## Natural-language object grounding data
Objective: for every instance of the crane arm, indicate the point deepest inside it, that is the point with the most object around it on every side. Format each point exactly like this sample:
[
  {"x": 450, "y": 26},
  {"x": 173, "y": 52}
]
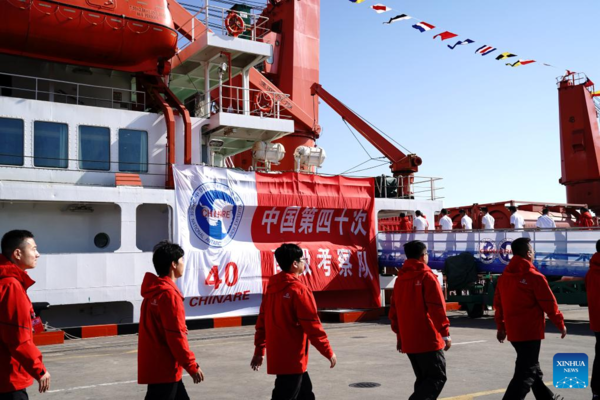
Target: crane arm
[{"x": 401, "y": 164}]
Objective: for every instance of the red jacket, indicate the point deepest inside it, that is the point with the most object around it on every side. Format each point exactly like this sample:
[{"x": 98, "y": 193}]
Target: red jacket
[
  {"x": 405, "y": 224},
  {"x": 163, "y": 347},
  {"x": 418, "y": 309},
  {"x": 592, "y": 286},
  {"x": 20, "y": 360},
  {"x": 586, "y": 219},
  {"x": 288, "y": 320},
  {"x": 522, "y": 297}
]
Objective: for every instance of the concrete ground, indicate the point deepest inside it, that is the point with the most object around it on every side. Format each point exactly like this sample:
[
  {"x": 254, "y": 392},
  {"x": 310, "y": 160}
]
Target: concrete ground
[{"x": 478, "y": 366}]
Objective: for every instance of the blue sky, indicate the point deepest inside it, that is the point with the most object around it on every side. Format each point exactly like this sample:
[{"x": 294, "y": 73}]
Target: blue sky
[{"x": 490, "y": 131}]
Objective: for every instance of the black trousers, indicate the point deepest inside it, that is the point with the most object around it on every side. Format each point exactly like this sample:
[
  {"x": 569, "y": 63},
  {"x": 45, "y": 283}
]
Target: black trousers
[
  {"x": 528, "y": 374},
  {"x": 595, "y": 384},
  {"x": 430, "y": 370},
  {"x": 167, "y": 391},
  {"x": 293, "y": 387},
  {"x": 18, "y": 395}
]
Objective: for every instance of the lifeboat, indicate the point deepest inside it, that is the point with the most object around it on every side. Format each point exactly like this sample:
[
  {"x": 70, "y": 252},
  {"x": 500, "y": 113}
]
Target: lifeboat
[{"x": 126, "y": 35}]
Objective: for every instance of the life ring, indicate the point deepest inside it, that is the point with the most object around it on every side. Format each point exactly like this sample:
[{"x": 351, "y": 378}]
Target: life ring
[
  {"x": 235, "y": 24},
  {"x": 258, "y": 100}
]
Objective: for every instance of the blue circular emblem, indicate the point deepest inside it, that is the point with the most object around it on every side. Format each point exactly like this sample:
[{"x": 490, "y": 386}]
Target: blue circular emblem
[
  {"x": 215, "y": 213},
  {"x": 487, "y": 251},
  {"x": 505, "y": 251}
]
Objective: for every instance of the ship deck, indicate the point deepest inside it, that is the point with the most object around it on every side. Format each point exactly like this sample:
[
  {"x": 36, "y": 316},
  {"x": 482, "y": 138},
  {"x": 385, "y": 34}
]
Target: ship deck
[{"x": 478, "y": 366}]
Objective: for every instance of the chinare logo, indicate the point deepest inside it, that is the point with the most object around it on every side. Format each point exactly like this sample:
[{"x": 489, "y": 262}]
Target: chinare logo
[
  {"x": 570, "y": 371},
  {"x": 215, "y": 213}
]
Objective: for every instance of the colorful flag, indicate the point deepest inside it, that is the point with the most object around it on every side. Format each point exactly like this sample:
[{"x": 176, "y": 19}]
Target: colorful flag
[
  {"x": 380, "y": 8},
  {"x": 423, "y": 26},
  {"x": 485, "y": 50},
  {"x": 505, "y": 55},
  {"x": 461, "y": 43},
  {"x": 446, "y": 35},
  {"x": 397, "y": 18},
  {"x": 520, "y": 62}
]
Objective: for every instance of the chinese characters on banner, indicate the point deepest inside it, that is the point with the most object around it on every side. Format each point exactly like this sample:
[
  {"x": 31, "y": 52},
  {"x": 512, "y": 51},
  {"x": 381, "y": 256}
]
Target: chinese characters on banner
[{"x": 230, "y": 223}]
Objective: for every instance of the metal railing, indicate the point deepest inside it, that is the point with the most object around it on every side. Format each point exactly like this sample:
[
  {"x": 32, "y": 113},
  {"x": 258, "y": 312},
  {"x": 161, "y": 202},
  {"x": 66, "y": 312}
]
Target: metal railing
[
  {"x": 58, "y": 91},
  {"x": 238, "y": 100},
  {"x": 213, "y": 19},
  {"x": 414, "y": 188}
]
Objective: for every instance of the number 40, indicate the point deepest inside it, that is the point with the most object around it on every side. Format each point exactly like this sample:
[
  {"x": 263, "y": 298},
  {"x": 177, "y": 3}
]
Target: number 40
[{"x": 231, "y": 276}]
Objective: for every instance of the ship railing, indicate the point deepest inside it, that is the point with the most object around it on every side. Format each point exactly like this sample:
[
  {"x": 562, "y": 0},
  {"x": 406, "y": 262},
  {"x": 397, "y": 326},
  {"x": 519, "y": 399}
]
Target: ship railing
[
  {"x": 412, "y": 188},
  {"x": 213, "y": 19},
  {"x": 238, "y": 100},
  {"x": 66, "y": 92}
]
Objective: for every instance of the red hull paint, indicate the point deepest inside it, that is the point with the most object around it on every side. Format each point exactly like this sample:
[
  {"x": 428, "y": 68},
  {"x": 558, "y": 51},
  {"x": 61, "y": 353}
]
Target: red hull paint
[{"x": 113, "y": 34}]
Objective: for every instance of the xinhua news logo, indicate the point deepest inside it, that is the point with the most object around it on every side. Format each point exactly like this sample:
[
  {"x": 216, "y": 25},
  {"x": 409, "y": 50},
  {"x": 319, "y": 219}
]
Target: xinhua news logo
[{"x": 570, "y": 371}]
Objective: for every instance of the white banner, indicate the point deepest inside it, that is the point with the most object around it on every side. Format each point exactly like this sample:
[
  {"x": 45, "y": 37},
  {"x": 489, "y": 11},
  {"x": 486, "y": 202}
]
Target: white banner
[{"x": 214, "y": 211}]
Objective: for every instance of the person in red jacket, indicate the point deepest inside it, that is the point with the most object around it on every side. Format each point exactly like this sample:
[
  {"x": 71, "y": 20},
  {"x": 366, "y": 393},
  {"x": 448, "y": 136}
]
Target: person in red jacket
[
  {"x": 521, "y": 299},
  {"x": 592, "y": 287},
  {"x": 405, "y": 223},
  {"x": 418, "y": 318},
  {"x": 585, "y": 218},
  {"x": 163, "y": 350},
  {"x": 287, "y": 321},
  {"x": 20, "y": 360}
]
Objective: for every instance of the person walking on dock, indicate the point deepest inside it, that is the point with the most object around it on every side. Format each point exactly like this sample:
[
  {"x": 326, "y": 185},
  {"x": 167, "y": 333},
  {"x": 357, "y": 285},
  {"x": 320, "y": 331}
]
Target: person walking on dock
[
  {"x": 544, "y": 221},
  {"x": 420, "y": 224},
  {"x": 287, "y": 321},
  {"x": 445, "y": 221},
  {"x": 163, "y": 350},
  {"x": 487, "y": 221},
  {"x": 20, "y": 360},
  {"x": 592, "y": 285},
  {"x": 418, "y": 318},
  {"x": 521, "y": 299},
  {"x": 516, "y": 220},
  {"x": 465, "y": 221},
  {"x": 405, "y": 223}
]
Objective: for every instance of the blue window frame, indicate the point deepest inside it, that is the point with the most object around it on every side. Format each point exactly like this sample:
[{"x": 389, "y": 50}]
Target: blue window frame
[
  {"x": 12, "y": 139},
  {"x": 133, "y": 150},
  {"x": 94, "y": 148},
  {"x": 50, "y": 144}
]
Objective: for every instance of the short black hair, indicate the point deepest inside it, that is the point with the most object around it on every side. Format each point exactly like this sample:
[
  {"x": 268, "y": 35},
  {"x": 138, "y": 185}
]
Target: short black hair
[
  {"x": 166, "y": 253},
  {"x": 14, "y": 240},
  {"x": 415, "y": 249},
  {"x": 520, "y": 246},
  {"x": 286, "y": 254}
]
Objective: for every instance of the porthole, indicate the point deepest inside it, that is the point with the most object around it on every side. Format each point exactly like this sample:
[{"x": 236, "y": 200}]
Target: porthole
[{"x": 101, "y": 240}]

## EXERCISE PROMPT
Retype the entries above exactly, but only from the line containing "Target: crane arm" through the line containing "Objective: for every instance of the blue sky, indicate", both included.

## RESULT
Target: crane arm
[{"x": 401, "y": 164}]
Objective: for every instance of the red jacket, indicate the point deepest inside it, that is the point with the most object around it on every side. Format each point exactly like this sample:
[{"x": 98, "y": 193}]
Target: red jacket
[
  {"x": 405, "y": 224},
  {"x": 163, "y": 347},
  {"x": 418, "y": 309},
  {"x": 592, "y": 286},
  {"x": 20, "y": 360},
  {"x": 586, "y": 219},
  {"x": 288, "y": 320},
  {"x": 522, "y": 297}
]
Objective: for every instance of the concrete ground, indicate the point deepest inside it, that is the point with the most object around it on every side. Format each point exactly like this sample:
[
  {"x": 254, "y": 392},
  {"x": 310, "y": 160}
]
Target: concrete ground
[{"x": 478, "y": 366}]
Objective: for every instance of the blue sky, indicate the point deepest inside it, that is the point with the most object around it on every side. Format each point exactly like this sample:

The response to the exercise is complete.